YOUR INSTRUCTIONS
All entries below are to be reproduced exactly.

Segment Open

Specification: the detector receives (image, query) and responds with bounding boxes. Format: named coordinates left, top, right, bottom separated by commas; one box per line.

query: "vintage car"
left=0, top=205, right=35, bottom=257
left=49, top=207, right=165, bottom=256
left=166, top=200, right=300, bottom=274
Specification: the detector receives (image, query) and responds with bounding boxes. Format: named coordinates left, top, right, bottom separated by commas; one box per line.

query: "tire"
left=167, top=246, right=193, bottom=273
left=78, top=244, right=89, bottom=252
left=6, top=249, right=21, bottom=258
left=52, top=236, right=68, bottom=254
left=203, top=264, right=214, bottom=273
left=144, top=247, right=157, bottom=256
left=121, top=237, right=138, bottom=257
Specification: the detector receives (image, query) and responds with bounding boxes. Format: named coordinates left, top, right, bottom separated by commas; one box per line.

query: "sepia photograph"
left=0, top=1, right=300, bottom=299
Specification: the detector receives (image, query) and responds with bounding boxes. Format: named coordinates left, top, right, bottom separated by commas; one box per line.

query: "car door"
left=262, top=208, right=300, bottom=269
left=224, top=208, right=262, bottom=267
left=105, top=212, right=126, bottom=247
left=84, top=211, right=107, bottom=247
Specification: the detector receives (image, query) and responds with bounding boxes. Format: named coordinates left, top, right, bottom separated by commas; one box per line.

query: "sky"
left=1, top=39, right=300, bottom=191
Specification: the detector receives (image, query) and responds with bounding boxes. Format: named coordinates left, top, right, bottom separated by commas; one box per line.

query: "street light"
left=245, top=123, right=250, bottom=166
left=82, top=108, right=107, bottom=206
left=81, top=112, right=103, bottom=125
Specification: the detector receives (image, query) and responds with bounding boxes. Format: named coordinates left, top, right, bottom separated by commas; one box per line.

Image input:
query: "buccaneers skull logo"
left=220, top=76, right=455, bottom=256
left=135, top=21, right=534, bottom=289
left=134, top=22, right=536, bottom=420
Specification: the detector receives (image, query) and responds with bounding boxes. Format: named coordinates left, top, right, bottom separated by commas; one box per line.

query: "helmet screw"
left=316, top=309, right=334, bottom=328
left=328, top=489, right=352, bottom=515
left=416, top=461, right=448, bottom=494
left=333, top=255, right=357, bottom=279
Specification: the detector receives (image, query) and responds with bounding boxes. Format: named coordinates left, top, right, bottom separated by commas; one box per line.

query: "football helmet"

Segment Closed

EXERCISE OUTPUT
Specification: the detector receives (image, query) and responds with bounding boxes. Format: named coordinates left, top, right, bottom separated by commas; one box per line.

query: "vintage car"
left=0, top=205, right=35, bottom=257
left=49, top=207, right=165, bottom=256
left=166, top=200, right=300, bottom=274
Specification: the detector receives (image, query) and responds with bounding boxes. Format: named coordinates left, top, right, bottom separated by commas; one box per line.

query: "tire"
left=167, top=246, right=193, bottom=273
left=78, top=244, right=89, bottom=252
left=6, top=249, right=21, bottom=258
left=52, top=236, right=68, bottom=254
left=203, top=264, right=214, bottom=273
left=144, top=247, right=157, bottom=256
left=121, top=237, right=138, bottom=257
Specification: the detector receives (image, query) and responds with bounding boxes. Format: named coordinates left, top, right, bottom separated by commas; one box per line.

query: "sepia photograph"
left=0, top=1, right=300, bottom=299
Specification: the detector receives (image, query) and responds with bounding boxes. Format: named coordinates left, top, right, bottom separated by commas; one box per line.

query: "car door"
left=262, top=208, right=300, bottom=269
left=224, top=208, right=262, bottom=267
left=105, top=212, right=126, bottom=247
left=84, top=211, right=107, bottom=247
Specification: the detector receives (image, query) and responds with bounding boxes. Format: named coordinates left, top, right, bottom separated by commas; one box per line.

query: "sky"
left=1, top=39, right=300, bottom=191
Specification: the detector receives (image, query) and responds with bounding boxes. Format: named coordinates left, top, right, bottom separated by commas; one box per line.

query: "street light"
left=245, top=123, right=250, bottom=166
left=82, top=108, right=107, bottom=206
left=81, top=112, right=103, bottom=125
Specification: the detector receives (image, query) and responds with bounding boxes. Format: named coordinates left, top, right, bottom separated by commas; one box per line.

Image input:
query: "buccaneers skull logo"
left=220, top=76, right=455, bottom=256
left=135, top=21, right=534, bottom=289
left=134, top=22, right=536, bottom=420
Specification: the detector receives (image, query) and responds with bounding boxes. Format: named coordinates left, top, right, bottom separated by commas; one box per line.

query: "helmet screw"
left=316, top=309, right=334, bottom=328
left=328, top=489, right=352, bottom=515
left=416, top=461, right=448, bottom=494
left=333, top=255, right=357, bottom=279
Specification: the detector receives (image, query) and responds with bounding boxes. Format: named coordinates left, top, right, bottom separated by commas; one box per line.

query: "football helmet"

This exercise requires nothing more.